== MATERIAL FOR THIS TASK

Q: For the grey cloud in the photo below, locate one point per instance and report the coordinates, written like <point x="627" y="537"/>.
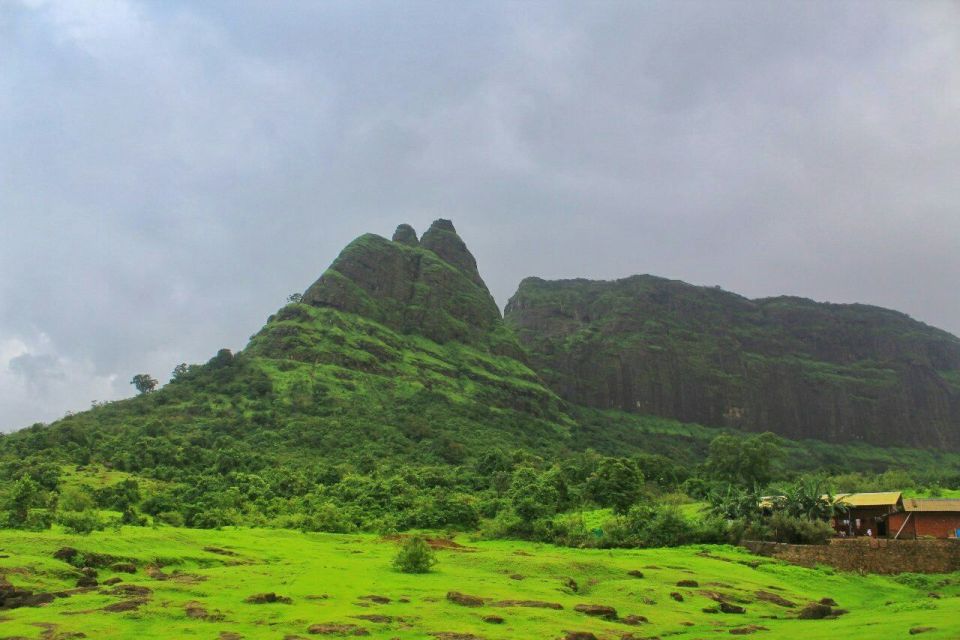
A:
<point x="170" y="171"/>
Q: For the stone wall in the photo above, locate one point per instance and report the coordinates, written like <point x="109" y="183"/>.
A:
<point x="866" y="555"/>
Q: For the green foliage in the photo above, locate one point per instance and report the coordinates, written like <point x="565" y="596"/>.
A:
<point x="787" y="528"/>
<point x="144" y="383"/>
<point x="81" y="522"/>
<point x="616" y="483"/>
<point x="809" y="498"/>
<point x="415" y="556"/>
<point x="744" y="461"/>
<point x="22" y="496"/>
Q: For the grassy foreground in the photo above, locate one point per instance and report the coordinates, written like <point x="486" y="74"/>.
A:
<point x="198" y="581"/>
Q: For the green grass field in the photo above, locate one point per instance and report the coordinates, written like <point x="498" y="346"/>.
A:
<point x="198" y="591"/>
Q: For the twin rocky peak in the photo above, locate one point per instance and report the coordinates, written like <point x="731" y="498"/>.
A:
<point x="429" y="286"/>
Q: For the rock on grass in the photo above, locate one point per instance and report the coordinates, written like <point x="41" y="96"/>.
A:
<point x="267" y="598"/>
<point x="337" y="629"/>
<point x="597" y="610"/>
<point x="464" y="600"/>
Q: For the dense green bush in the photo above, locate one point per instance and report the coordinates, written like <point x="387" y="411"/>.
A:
<point x="786" y="528"/>
<point x="415" y="556"/>
<point x="81" y="522"/>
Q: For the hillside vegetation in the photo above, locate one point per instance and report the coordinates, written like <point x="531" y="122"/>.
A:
<point x="256" y="584"/>
<point x="841" y="373"/>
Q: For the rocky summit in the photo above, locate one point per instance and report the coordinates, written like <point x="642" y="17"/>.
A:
<point x="840" y="373"/>
<point x="429" y="287"/>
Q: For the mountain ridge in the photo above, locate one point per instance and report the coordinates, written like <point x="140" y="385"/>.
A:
<point x="791" y="365"/>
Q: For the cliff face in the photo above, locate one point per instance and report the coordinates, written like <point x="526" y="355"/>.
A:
<point x="790" y="365"/>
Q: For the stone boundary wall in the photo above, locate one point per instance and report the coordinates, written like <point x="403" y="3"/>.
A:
<point x="866" y="555"/>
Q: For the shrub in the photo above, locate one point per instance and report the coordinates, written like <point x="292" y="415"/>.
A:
<point x="414" y="557"/>
<point x="81" y="522"/>
<point x="785" y="528"/>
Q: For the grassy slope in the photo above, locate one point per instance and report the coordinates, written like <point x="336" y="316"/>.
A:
<point x="616" y="432"/>
<point x="345" y="568"/>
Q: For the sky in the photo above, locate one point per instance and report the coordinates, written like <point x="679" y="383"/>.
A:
<point x="170" y="171"/>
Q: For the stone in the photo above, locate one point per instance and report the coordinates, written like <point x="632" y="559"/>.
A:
<point x="406" y="235"/>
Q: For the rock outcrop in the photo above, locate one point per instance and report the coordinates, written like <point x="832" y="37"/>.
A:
<point x="799" y="368"/>
<point x="431" y="287"/>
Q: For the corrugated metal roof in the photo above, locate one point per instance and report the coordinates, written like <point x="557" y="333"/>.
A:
<point x="882" y="499"/>
<point x="931" y="504"/>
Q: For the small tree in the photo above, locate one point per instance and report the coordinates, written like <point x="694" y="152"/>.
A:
<point x="144" y="383"/>
<point x="414" y="557"/>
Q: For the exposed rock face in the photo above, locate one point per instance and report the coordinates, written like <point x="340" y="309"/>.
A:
<point x="406" y="235"/>
<point x="432" y="289"/>
<point x="799" y="368"/>
<point x="442" y="239"/>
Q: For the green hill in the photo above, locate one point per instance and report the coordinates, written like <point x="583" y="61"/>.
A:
<point x="840" y="373"/>
<point x="392" y="394"/>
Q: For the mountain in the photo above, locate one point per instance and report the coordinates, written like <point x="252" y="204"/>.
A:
<point x="397" y="352"/>
<point x="840" y="373"/>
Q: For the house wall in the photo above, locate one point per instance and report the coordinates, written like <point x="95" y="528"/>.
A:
<point x="934" y="524"/>
<point x="870" y="518"/>
<point x="897" y="520"/>
<point x="869" y="555"/>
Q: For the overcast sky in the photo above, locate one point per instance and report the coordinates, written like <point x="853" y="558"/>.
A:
<point x="171" y="171"/>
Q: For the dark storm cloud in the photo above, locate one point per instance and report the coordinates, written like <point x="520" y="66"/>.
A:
<point x="170" y="171"/>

====

Reproduce every line of the material from the line containing "Q: For the dark" through the end, requests included. Scale the point coordinates in the answers by 2.55 and round them to whole numbers, halves up. Leave the requests and their sample coordinates unchanged.

Q: For the dark storm cloud in the photo above, locate one point per instance and report the coordinates, written like <point x="520" y="66"/>.
A:
<point x="434" y="436"/>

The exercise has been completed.